- [What you need to do]: Locate the line containing "Could you point at the red leotard", then please write out that line and all the lines below it in the entries exactly.

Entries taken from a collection
################

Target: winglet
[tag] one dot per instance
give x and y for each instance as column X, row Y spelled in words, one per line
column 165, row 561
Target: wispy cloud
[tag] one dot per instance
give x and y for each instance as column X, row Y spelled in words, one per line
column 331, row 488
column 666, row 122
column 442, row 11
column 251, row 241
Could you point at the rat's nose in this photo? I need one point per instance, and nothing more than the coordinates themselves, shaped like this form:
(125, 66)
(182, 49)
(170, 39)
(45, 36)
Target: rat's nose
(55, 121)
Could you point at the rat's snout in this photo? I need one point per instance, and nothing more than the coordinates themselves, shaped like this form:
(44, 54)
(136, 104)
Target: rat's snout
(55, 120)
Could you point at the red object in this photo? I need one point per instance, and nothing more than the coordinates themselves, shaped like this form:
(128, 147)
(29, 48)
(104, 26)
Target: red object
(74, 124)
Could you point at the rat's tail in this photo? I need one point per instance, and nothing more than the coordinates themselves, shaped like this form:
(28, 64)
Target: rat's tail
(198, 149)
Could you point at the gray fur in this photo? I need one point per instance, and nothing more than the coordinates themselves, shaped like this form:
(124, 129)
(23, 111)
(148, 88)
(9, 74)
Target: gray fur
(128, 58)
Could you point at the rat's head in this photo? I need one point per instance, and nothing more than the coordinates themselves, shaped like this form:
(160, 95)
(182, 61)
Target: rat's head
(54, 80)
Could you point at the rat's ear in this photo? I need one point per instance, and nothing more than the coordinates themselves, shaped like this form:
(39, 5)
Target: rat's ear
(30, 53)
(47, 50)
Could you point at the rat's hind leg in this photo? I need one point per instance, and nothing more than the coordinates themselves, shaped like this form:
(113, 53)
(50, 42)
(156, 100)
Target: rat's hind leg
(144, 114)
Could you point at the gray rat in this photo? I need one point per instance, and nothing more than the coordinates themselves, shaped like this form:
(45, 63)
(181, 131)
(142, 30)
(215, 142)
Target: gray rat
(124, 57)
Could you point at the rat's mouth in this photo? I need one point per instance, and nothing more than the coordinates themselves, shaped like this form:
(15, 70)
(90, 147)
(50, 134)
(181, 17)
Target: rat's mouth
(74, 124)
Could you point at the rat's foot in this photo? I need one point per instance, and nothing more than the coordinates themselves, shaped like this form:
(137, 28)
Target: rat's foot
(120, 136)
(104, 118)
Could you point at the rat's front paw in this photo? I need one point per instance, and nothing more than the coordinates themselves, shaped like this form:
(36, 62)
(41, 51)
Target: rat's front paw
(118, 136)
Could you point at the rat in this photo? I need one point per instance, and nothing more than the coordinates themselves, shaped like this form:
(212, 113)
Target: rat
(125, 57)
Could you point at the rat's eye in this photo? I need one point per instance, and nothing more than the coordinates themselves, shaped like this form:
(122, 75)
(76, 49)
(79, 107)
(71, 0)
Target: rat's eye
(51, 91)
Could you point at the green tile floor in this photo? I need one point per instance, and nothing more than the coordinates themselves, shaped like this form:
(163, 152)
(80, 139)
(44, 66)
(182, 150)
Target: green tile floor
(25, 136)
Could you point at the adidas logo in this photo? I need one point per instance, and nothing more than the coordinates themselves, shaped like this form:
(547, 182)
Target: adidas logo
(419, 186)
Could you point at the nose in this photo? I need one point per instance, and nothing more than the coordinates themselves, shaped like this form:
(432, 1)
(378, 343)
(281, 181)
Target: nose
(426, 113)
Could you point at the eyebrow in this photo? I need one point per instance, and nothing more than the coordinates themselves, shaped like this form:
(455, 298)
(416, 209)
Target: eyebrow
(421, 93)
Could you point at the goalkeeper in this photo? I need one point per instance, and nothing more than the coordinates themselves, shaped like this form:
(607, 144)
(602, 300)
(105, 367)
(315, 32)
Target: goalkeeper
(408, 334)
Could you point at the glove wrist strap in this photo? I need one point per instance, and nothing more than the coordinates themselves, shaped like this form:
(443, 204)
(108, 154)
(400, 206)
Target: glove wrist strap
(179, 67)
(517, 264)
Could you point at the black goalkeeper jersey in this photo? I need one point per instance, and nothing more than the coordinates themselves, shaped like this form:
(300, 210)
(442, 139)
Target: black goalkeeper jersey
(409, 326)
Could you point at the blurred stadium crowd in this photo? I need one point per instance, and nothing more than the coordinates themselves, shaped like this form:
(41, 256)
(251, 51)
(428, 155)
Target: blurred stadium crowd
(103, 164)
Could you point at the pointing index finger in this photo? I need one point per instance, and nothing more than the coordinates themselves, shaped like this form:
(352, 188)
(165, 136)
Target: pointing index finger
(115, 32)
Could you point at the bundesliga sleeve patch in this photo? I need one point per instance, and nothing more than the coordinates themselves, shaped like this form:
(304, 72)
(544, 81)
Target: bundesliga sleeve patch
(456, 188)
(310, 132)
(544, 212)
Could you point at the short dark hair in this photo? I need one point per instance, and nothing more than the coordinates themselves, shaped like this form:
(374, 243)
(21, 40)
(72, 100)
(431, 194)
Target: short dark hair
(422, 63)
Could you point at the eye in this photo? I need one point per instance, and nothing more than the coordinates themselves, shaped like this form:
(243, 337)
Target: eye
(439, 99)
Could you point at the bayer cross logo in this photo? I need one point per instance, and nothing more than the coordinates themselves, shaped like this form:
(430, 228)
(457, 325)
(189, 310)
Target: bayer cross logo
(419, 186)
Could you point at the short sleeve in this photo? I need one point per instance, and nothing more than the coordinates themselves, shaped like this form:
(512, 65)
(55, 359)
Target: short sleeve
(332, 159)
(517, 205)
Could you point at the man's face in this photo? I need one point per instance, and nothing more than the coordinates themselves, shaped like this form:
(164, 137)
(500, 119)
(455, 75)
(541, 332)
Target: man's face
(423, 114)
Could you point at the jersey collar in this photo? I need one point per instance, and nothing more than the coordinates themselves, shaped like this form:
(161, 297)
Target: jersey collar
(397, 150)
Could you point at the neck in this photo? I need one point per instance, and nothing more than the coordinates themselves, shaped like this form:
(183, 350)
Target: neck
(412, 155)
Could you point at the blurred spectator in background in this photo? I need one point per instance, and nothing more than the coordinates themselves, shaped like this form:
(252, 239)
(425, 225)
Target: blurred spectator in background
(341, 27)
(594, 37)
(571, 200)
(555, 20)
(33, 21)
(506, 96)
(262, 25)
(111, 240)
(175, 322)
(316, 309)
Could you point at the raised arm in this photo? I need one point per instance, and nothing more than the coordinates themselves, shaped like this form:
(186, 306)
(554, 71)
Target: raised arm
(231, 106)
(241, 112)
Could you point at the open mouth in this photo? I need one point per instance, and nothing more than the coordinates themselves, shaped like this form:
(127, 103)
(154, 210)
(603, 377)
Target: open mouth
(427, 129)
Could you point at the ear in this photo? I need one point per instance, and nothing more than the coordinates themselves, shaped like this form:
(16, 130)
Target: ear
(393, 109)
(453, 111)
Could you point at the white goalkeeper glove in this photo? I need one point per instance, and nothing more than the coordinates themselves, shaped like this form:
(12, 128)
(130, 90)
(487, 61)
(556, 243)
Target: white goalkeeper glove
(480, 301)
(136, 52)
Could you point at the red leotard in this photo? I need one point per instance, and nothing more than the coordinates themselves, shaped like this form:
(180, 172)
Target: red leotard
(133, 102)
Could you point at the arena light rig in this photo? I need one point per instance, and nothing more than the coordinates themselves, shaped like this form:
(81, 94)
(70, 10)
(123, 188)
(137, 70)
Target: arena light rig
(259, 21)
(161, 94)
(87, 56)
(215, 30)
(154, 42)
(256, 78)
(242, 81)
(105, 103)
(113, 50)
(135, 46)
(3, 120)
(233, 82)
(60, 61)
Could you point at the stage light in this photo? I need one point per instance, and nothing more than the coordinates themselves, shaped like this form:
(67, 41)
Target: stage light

################

- [Answer in full]:
Could you point at the red leotard in this photo? I need one point per instance, and nothing more than the coordinates themselves, shaped like this form:
(180, 172)
Target: red leotard
(133, 102)
Could you point at the arena light rig in this photo? I need one point per instance, and nothing more than the coordinates themselves, shaped like this form:
(81, 94)
(70, 10)
(123, 188)
(137, 70)
Target: arena light rig
(259, 21)
(161, 94)
(87, 56)
(215, 30)
(154, 42)
(256, 78)
(242, 81)
(105, 103)
(113, 50)
(135, 46)
(3, 120)
(233, 82)
(60, 61)
Could you point at the stage light in this photo? I need one point per instance, and nothing more than the coordinates themselves, shaped like this form:
(67, 41)
Target: stage light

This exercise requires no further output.